**EXERCISE AIM**
Please rewrite the rows below, changing every "clicks" to "points" and leaving everything else as it is. Leave the pictures out of your answer.

**SUPPLIED MATERIAL**

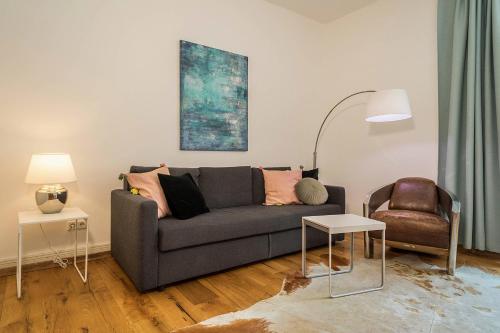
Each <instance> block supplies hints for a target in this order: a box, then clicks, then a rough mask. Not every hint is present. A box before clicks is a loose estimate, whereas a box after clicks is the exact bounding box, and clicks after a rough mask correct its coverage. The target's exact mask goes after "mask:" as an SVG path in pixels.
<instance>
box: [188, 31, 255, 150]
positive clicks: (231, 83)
mask: <svg viewBox="0 0 500 333" xmlns="http://www.w3.org/2000/svg"><path fill="white" fill-rule="evenodd" d="M180 85H181V87H180V98H181V100H180V121H181V124H180V129H181V140H180V146H181V147H180V148H181V150H205V151H212V150H218V151H247V150H248V57H245V56H242V55H239V54H235V53H231V52H227V51H222V50H219V49H215V48H212V47H207V46H204V45H200V44H195V43H191V42H187V41H183V40H181V41H180Z"/></svg>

**COMPLETED EXERCISE**
Each <instance> block supplies hints for a target in this order: a box, then points, then a rough mask. Not every hint is present. A box before points is a loose estimate, whereas a box after points is the exact bounding box, and points after a rough mask correct its coverage. The target's exact mask goes after "mask:" as an SVG path in pixels.
<instance>
box: [188, 31, 255, 150]
positive points: (231, 83)
mask: <svg viewBox="0 0 500 333" xmlns="http://www.w3.org/2000/svg"><path fill="white" fill-rule="evenodd" d="M180 85H181V87H180V98H181V100H180V121H181V124H180V129H181V140H180V146H181V147H180V148H181V150H205V151H212V150H218V151H247V150H248V57H245V56H242V55H239V54H235V53H231V52H227V51H222V50H219V49H215V48H212V47H207V46H204V45H200V44H195V43H191V42H187V41H183V40H181V41H180Z"/></svg>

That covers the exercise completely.